## ABOUT THIS EXERCISE
Nothing should be left out: repeat all the data exactly.

## DATA EXCERPTS

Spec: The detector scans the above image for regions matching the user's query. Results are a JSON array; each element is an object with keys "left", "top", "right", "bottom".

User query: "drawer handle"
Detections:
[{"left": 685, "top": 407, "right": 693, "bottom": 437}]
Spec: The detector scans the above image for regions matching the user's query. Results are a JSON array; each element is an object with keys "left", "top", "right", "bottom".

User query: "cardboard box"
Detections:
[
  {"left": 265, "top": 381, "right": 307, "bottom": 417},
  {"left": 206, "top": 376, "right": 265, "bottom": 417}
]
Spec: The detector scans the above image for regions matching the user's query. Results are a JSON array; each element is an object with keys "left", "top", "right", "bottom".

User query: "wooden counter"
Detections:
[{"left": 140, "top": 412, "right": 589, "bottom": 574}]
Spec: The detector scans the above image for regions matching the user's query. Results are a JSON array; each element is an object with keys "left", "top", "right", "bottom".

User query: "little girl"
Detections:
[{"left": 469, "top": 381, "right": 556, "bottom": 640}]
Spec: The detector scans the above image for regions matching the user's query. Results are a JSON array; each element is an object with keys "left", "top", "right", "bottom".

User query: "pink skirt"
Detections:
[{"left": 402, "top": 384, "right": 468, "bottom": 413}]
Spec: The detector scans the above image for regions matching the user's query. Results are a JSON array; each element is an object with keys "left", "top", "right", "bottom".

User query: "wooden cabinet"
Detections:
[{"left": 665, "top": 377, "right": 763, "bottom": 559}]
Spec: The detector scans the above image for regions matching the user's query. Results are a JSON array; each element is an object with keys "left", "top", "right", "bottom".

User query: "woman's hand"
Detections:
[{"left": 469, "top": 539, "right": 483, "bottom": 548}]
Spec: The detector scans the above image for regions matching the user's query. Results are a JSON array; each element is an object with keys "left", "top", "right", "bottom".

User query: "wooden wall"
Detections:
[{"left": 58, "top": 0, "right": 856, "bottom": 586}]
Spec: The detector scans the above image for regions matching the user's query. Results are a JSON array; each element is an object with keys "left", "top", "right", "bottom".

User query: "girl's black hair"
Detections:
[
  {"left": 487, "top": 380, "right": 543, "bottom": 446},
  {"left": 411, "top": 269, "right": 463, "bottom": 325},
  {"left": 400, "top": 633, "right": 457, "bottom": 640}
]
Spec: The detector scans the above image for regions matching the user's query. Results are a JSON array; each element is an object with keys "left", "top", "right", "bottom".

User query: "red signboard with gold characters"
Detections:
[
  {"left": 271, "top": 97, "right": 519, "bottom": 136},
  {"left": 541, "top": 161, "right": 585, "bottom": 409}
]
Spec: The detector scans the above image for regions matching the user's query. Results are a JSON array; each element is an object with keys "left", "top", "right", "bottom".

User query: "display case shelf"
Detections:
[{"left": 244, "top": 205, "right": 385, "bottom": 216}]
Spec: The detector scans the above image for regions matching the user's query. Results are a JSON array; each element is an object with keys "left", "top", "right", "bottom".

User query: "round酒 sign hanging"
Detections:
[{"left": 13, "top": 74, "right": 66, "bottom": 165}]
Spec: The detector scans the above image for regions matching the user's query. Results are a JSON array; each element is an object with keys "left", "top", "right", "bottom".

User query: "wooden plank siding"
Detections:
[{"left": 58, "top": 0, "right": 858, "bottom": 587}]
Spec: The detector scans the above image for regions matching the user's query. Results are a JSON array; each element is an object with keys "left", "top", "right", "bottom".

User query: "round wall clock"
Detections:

## ANSWER BELOW
Spec: The detector scans the above image for regions matching the user's query. Results are a JSON array; each element is an object with keys "left", "top", "right", "bottom".

User query: "drawer handle"
Detections:
[{"left": 685, "top": 407, "right": 693, "bottom": 437}]
Spec: The detector scans the above image for regions matching the user's query. Results are a JSON array; each element is an object with keys "left", "top", "right", "bottom".

User query: "cardboard box"
Detections:
[
  {"left": 265, "top": 381, "right": 307, "bottom": 417},
  {"left": 206, "top": 376, "right": 265, "bottom": 417}
]
Spec: The detector scans the above image for regions matching the user's query. Results are a JSON array; each element is an object with keys "left", "top", "right", "bottom".

User query: "wooden counter"
Detections:
[{"left": 140, "top": 412, "right": 589, "bottom": 574}]
Spec: The detector scans the above image for regions matching the user's query. Results are a JSON array; each element is an object with keys "left", "top", "right", "bottom".

User query: "little girl"
Detections:
[{"left": 469, "top": 381, "right": 556, "bottom": 640}]
Spec: The detector scans the above image for regions matching the user's query. Results are a JSON array; each element is an object with keys "left", "top", "right", "bottom".

User query: "pink skirt"
Detections:
[{"left": 402, "top": 384, "right": 468, "bottom": 413}]
Spec: The detector scans the above image for regions matching the user's query. Results are a JSON array; each element is an object with keys "left", "top", "right", "bottom".

User query: "wooden cabinet"
Detections:
[{"left": 665, "top": 377, "right": 763, "bottom": 559}]
Spec: The detector scans the above image for regions matching the user's query. Results are a JSON array; each element is an object with keys "left", "top", "right", "bottom".

User query: "woman's hand"
Detections:
[{"left": 469, "top": 539, "right": 483, "bottom": 548}]
Spec: The detector scans the above image for regions matching the user's query. Results are a JSON array; each element is an object with keys "left", "top", "right", "bottom".

User query: "wooden wall"
Detections:
[{"left": 58, "top": 0, "right": 856, "bottom": 586}]
Spec: The detector scans the above image for regions matching the user's query. Results are a JSON array; each element is an object with keys "left", "top", "right", "bottom".

User query: "girl's black hair"
Detections:
[
  {"left": 487, "top": 380, "right": 543, "bottom": 446},
  {"left": 411, "top": 269, "right": 463, "bottom": 325},
  {"left": 400, "top": 633, "right": 457, "bottom": 640}
]
Spec: The detector scans the above image for regions matching the user's query. Results are a JSON array; each element is an object with keys "left", "top", "right", "bottom".

User query: "red signboard with gold characters"
Detections:
[
  {"left": 271, "top": 97, "right": 519, "bottom": 136},
  {"left": 541, "top": 161, "right": 585, "bottom": 409}
]
Spec: The detector scans the above image for regions matching the user's query. Results are a JSON array; each element is an object with keys "left", "top", "right", "bottom".

User query: "display case shelf"
Detections:
[{"left": 244, "top": 205, "right": 385, "bottom": 216}]
Spec: The detector scans the above image for regions matching the user's query. Results are a JSON array; each element is an object with keys "left", "top", "right", "bottom".

User query: "round酒 sign hanging"
Detections:
[{"left": 13, "top": 74, "right": 66, "bottom": 165}]
Spec: The detector scans the above image for regions matching the user's query. Results are a JSON array; each element is an object with keys "left", "top", "right", "bottom".

User query: "wooden plank siding"
Detections:
[{"left": 58, "top": 0, "right": 858, "bottom": 587}]
Spec: The detector scans the above image for regions matching the user's query. Results are a JSON array; each element is an object with keys "left", "top", "right", "bottom".

User query: "round wall clock"
Detections:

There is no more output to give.